◆ 読解文 ◆
▬▬▬▬▬▬

今回はゲストとして爆発物処理班(以下「爆発」)を呼び出しました。

ジオ「48話、ついにミリアム編開始!!」
爆発「で、どうして俺なんだ?」
ジオ「細かいことは気にするな、でどうだ?今回の話」
爆発「まあいいんだけど・・・レイヴンに生身での護衛を務めさせる・・・できるのか?」
ジオ「できるだろう、と言うよりもいつも最前線の物を護衛するだけじゃ広がりがないだろ?」
爆発「まあ確かにそうだな」
ジオ「だから実際テロ対策のSPみたいな感じで護衛を任せることもある、と解釈してるのだがだめかな?」
爆発「解釈はそれぞれだし、それに・・・」
ジオ「それに、なんだ?」
爆発「そっちの方がAC込みで雇うよりもやすく済みそうだし」
ジオ「・・・そういえばそうだな、それは気づかなかった」

▬▬▬▬▬▬

◆ 提供データ ◆

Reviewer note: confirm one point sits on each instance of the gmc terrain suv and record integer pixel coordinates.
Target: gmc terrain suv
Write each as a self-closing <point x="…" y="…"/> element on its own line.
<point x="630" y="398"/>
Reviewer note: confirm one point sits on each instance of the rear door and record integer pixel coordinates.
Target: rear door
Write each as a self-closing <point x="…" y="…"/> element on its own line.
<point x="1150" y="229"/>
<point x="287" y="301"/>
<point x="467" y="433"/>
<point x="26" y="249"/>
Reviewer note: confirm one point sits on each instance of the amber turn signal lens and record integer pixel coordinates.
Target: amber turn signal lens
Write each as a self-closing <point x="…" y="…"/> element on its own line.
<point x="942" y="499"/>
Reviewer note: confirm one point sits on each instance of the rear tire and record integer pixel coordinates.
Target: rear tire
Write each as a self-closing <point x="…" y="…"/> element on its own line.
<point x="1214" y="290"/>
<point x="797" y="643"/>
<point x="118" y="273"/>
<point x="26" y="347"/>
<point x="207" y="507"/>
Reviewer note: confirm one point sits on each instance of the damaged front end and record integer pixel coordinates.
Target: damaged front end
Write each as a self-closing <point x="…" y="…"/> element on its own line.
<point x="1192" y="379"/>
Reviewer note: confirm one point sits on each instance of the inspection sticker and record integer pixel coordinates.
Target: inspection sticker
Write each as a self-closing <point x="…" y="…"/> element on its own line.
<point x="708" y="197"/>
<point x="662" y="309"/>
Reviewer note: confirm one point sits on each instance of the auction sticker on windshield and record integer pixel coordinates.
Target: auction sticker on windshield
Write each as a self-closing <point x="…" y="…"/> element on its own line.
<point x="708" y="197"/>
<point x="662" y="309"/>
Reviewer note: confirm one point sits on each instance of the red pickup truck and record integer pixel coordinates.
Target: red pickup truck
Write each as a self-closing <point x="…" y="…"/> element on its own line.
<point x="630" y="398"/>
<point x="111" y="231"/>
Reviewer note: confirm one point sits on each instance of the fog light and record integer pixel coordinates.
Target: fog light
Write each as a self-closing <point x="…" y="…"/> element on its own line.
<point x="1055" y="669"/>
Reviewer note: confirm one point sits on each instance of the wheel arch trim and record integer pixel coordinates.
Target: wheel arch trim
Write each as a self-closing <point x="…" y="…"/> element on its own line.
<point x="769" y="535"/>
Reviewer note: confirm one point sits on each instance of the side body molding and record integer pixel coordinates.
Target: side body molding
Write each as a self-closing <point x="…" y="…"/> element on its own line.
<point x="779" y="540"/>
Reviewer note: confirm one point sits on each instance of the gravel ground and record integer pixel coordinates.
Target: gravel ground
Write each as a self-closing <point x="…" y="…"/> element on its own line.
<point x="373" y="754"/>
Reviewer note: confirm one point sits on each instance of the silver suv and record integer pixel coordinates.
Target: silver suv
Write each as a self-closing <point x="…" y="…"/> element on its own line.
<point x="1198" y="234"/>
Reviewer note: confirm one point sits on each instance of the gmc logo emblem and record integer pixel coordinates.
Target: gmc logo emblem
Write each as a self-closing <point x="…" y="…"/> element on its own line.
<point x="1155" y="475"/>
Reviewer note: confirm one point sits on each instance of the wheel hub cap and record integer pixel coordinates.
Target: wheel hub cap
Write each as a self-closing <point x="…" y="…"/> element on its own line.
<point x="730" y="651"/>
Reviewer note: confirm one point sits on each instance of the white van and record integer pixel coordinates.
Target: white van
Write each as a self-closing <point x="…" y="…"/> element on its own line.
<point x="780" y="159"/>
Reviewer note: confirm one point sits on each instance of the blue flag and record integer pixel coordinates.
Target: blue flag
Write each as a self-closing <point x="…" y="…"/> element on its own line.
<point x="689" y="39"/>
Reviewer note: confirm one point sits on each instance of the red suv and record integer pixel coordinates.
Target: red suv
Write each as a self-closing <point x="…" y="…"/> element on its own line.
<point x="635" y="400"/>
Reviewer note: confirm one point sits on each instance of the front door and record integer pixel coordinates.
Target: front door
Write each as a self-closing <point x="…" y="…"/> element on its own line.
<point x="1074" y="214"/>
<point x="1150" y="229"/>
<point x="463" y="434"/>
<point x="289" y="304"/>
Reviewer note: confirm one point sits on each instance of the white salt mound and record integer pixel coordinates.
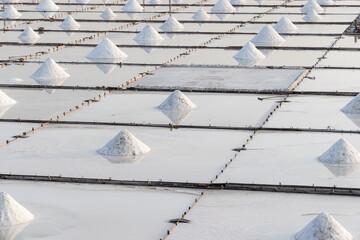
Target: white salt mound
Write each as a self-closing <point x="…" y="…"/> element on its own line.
<point x="238" y="2"/>
<point x="171" y="25"/>
<point x="49" y="70"/>
<point x="311" y="5"/>
<point x="285" y="26"/>
<point x="11" y="12"/>
<point x="108" y="14"/>
<point x="28" y="35"/>
<point x="249" y="52"/>
<point x="11" y="212"/>
<point x="106" y="49"/>
<point x="325" y="2"/>
<point x="312" y="16"/>
<point x="47" y="5"/>
<point x="148" y="34"/>
<point x="69" y="24"/>
<point x="132" y="6"/>
<point x="342" y="152"/>
<point x="353" y="106"/>
<point x="324" y="227"/>
<point x="177" y="101"/>
<point x="5" y="100"/>
<point x="223" y="6"/>
<point x="125" y="145"/>
<point x="201" y="15"/>
<point x="267" y="36"/>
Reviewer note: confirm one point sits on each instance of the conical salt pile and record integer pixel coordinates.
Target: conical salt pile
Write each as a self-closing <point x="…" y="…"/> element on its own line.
<point x="11" y="13"/>
<point x="325" y="2"/>
<point x="108" y="14"/>
<point x="49" y="70"/>
<point x="238" y="2"/>
<point x="147" y="35"/>
<point x="223" y="6"/>
<point x="47" y="5"/>
<point x="171" y="25"/>
<point x="132" y="6"/>
<point x="285" y="26"/>
<point x="353" y="106"/>
<point x="5" y="100"/>
<point x="324" y="227"/>
<point x="11" y="212"/>
<point x="311" y="5"/>
<point x="69" y="24"/>
<point x="177" y="101"/>
<point x="267" y="36"/>
<point x="28" y="35"/>
<point x="125" y="145"/>
<point x="312" y="16"/>
<point x="342" y="152"/>
<point x="201" y="15"/>
<point x="106" y="49"/>
<point x="249" y="52"/>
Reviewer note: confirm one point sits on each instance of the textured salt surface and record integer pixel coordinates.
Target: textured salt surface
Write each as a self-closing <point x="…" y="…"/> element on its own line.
<point x="49" y="70"/>
<point x="132" y="6"/>
<point x="11" y="12"/>
<point x="223" y="6"/>
<point x="201" y="15"/>
<point x="108" y="14"/>
<point x="311" y="5"/>
<point x="171" y="25"/>
<point x="285" y="26"/>
<point x="267" y="36"/>
<point x="312" y="16"/>
<point x="177" y="101"/>
<point x="11" y="212"/>
<point x="342" y="152"/>
<point x="106" y="49"/>
<point x="69" y="24"/>
<point x="47" y="5"/>
<point x="324" y="227"/>
<point x="28" y="35"/>
<point x="125" y="145"/>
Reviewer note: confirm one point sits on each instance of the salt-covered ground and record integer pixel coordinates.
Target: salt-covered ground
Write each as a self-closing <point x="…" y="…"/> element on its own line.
<point x="178" y="154"/>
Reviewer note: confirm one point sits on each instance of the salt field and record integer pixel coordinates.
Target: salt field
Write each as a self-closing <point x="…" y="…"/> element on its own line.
<point x="179" y="119"/>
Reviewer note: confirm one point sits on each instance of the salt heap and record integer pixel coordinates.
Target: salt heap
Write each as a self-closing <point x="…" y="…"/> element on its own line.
<point x="311" y="5"/>
<point x="285" y="26"/>
<point x="124" y="145"/>
<point x="324" y="227"/>
<point x="49" y="71"/>
<point x="342" y="152"/>
<point x="201" y="15"/>
<point x="238" y="2"/>
<point x="312" y="16"/>
<point x="11" y="212"/>
<point x="11" y="13"/>
<point x="69" y="24"/>
<point x="171" y="25"/>
<point x="223" y="6"/>
<point x="5" y="101"/>
<point x="177" y="101"/>
<point x="249" y="54"/>
<point x="267" y="37"/>
<point x="148" y="35"/>
<point x="108" y="14"/>
<point x="132" y="6"/>
<point x="47" y="5"/>
<point x="28" y="35"/>
<point x="325" y="2"/>
<point x="177" y="107"/>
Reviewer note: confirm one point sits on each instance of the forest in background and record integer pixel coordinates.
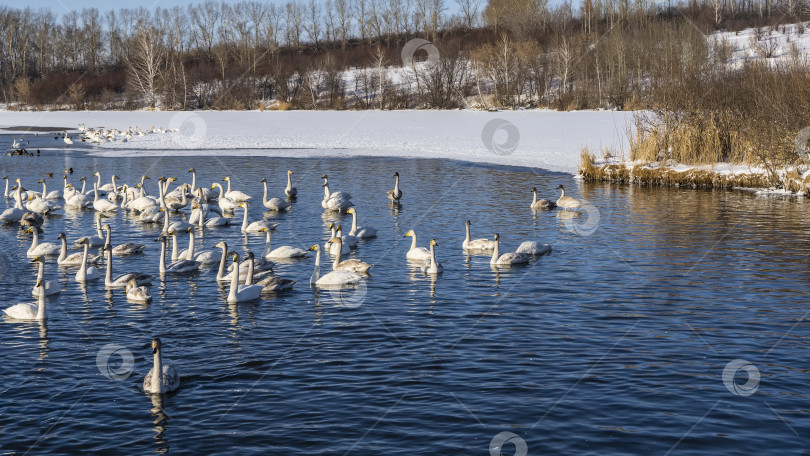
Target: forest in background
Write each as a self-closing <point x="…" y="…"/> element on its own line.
<point x="339" y="54"/>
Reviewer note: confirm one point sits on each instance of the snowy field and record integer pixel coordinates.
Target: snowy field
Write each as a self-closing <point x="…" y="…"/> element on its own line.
<point x="549" y="140"/>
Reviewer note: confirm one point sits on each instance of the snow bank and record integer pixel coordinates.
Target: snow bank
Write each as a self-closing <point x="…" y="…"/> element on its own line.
<point x="549" y="140"/>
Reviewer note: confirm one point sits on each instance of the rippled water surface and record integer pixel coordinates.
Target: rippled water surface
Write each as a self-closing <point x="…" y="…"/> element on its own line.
<point x="615" y="343"/>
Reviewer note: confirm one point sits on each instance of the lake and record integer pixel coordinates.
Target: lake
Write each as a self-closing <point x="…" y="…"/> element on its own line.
<point x="664" y="321"/>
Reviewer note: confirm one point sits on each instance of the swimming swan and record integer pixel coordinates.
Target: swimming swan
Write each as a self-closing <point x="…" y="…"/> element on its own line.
<point x="161" y="378"/>
<point x="567" y="202"/>
<point x="431" y="265"/>
<point x="507" y="259"/>
<point x="416" y="253"/>
<point x="29" y="311"/>
<point x="334" y="279"/>
<point x="541" y="204"/>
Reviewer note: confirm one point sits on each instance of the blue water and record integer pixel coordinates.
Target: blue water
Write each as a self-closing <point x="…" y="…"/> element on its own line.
<point x="615" y="343"/>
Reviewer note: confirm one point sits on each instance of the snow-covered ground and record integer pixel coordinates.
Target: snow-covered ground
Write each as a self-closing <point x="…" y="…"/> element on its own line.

▬▬▬▬▬▬

◆ 指示 ◆
a – ジオと爆発の対話で、爆発はレイヴンに生身で護衛させるほうがAC込みで雇うよりどうなりそうだと言っていますか?
b – ジオと爆発の対話を、最後の台詞の後から続けて書いてください。
項目はここでは一切使いません。

◆ 解答 ◆
a – 安く済みそうだと言っています。

b –
爆発「ついでに聞いておきたいことがあるのだが」
ジオ「何?」
爆発「防衛戦力だよ、完璧云々言ってただろ?」
ジオ「ああ、あれな、警備部隊長の見栄だ」
爆発「見栄?」
ジオ「そ、副社長が『警備はどうか?』って聞いたら『完璧です!』って答えちゃったわけ」
爆発「実際の戦力は?」
ジオ「AC40機の一斉攻撃にも耐えられない程度、しかもレーダーも貧弱、というか壊れてた」
爆発「副社長も気の毒に・・・」
ジオ「ま、大体数字にすればAC3〜5、MTが10〜15、あとは固定砲台とかが幾つか、ってところか」
爆発「普通に倒せそうだな・・・」
ジオ「まあそうだな、それが原因で空中騎士団の作戦はあっさり成功したわけだけど」




で、終了。
次回、ご期待下さい。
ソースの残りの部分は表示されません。